# Textausschnitt
Er wettert gegen KI-Firmen, die sich „vampiristisch“ an fremder Kreativität bedienen, hat aber vielleicht genau das getan. Kulturstaatssekretär Wolfram Weimer, frisch im Amt, steht im Verdacht, jahrelang fremde Texte ohne Genehmigung verwertet zu haben. Der Mann agiert wie ein lautsprechender digitaler Kleinstkrämer.
picture alliance/dpa | Michael Kappeler
Einst stemmte der stolze Deutsche den Schild seiner Kultur gegen die bloße „Zivilisation“ der Briten, deren Geist höchstens Krämergeist sei. „Deutschtum, das ist Kultur, Seele, Freiheit, Kunst und nicht Zivilisation, Gesellschaft, Stimmrecht, Literatur“, dekretierte Thomas Mann.
Aha? Literatur hat also nichts mit Kultur zu tun? Dann erledigt sich die ganze Aufregung um die fröhliche Aneignung fremder Texte durch Kulturstaatssekretär Wolfram Weimer ganz von selbst. Literatur ist ja doch nur Zivilisation, entsprungen britischem Krämergeist! Und wer beim Essen nicht kleckert, ist nicht allein deshalb schon kultiviert.
Der Casus, hier nachzulesen: Weimers „Media Group“ in Gestalt des Magazins „The European“ soll sich jahrelang mit fremdem geistigen Eigentum geschmückt und damit Geld (Werbeeinnahmen) generiert haben, ohne die Autoren der Texte um Erlaubnis gefragt oder gar sie honoriert zu haben.
Hm. Hat er solche Gebräuche nicht zur Eröffnung der Frankfurter Buchmesse ganz streng gegeißelt? „Auf gleichsam vampiristische Weise saugen KI-Unternehmen das kreative Potenzial aus unzähligen klugen Köpfen, nutzen deren Ideen und Empfindungen, ihre Schaffenskraft, ihre Vision“, sagte er da. KI-Unternehmen. Amerikaner halt. Aber doch nicht wir Deutschen?
Nun, das war ein brillanter Schuss ins eigene Knie.
Der Minister ist für den Schutz des Urheberrechts zuständig und damit für die Einkommensquelle von Künstlern und Autoren, die es selten zu Wohlstand bringen. Und kultiviert ist die Aneignung fremder Texte schon mal gar nicht, um sie als Köder zu verwenden. Ganz im Gegenteil: das ist Krämergeist par excellence. Wer geglaubt hat, nach Claudia Roth könne es mit Wolfgang Weimer endlich einen würdigen Vertreter des Kulturellen geben, dürfte mittlerweile völlig verstört sein.

# Bereitgestellte Daten
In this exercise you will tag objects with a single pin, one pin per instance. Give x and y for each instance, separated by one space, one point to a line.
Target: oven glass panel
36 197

# Schriftliche Aufgabe
Schreibe den Kommentar über Kulturstaatssekretär Wolfram Weimer im Anschluss an seinen letzten Satz weiter.

# Antwort unten
Und nicht nur die Autoren hat er getäuscht, sondern auch die zahlenden Werbekunden: Statt der öffentlich kommunizierten 2.000 Autoren seien nur etwa 100 aufrufbar gewesen, schreibt der Plagiatsjäger Stefan Weber. Wenn diese Zahlen stimmen, hätte The European seine Außenwirkung künstlich aufgebläht und seine Werbekunden in großem Stil getäuscht. Denn die Weimer Media Group verkaufte Werbepakete und Sponsoringplätze für The European mit Hinweis auf dessen publizistische Strahlkraft. „Autoren-basierte, exklusive Beiträge schaffen ein hochwertiges Werbeumfeld“. Basiert. Auf Autoren. Was immer das sein soll.
Es handelt sich um ein „ausgeklügeltes Geschäftsmodell unter Vorspiegelung falscher Tatsachen“, schließt Stefan Weber. „Das ist klassischer Internet-Betrug. Und zwar kein geringfügiger.“ Genauso sieht es aus. Man muss Alexander Wallasch mehr als dankbar sein, der den Stein ins Rollen gebracht hat.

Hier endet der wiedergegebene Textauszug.